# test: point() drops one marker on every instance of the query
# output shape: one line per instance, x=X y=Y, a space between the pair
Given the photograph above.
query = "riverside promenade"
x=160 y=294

* Written instruction *
Please reproduce all the entries above with "instance" swapped for "occurrence" wherever it occurs, changing nothing else.

* Response to the task *
# test: point() drops one marker on every occurrence of the query
# output shape: one line per occurrence, x=X y=Y, a space between the pair
Given the photograph above.
query = "riverside promenade"
x=160 y=294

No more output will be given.